→ **Directives**
a – Copy the passage from the Cinema Paradiso review word for word, beginning at "Little by little, the" and stopping after "not be moved.".
b – Rewrite all the rows below, putting "streetlight" in place of "utility pole" and leaving everything else unchanged.
** begin Text passage **
Cinema Paradiso (1988)

Salvatore Cascio in Cinema Paradiso (1988)

I expected to hate Cinema Paradiso a few minutes in. I’m not sure what it was. Perhaps the “ain’t-I-a-stinker” grin of Salvatore Cascio, playing young ‘Toto,’ the film’s protagonist? Or maybe it was the syrupy silliness of early scenes involving an exasperated priest censoring films of any “pornographic” kissing scenes.

Little by little, the film won me over. Cinema Paradiso is steeped in sentimentality to the point of schmaltz, constructed as a sine wave of feel-good into feel-bad moments. Nonetheless its emotion resonates thanks to sweeping, sunny cinematography and a moving score from Ennio Morricone. By the time an outdoor cinematic presentation took a dramatic turn, I was convinced. When the conclusion arrived, with ‘Toto’ – Salvatore – now a successful director filled with nostalgia and regret, watching those “pornographic” clippings, it was impossible to not be moved.
** end Text passage **
** begin Information given **
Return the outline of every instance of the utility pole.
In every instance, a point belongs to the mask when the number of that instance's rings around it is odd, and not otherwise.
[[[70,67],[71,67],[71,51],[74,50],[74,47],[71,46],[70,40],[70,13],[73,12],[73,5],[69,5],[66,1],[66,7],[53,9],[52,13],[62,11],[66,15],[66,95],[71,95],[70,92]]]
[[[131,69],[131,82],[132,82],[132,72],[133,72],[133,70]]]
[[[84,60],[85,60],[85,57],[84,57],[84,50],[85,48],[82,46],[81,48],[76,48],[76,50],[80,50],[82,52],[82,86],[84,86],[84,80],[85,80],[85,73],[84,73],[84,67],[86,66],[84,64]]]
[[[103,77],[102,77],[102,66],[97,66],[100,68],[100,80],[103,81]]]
** end Information given **
→ **Results**
a –
Little by little, the film won me over. Cinema Paradiso is steeped in sentimentality to the point of schmaltz, constructed as a sine wave of feel-good into feel-bad moments. Nonetheless its emotion resonates thanks to sweeping, sunny cinematography and a moving score from Ennio Morricone. By the time an outdoor cinematic presentation took a dramatic turn, I was convinced. When the conclusion arrived, with ‘Toto’ – Salvatore – now a successful director filled with nostalgia and regret, watching those “pornographic” clippings, it was impossible to not be moved.

b –
Return the outline of every instance of the streetlight.
In every instance, a point belongs to the mask when the number of that instance's rings around it is odd, and not otherwise.
[[[70,67],[71,67],[71,51],[74,50],[74,47],[71,46],[70,40],[70,13],[73,12],[73,5],[69,5],[66,1],[66,7],[53,9],[52,13],[62,11],[66,15],[66,95],[71,95],[70,92]]]
[[[131,69],[131,82],[132,82],[132,72],[133,72],[133,70]]]
[[[84,60],[85,60],[85,57],[84,57],[84,50],[85,48],[82,46],[81,48],[76,48],[76,50],[80,50],[82,52],[82,86],[84,86],[84,80],[85,80],[85,73],[84,73],[84,67],[86,66],[84,64]]]
[[[103,77],[102,77],[102,66],[97,66],[100,68],[100,80],[103,81]]]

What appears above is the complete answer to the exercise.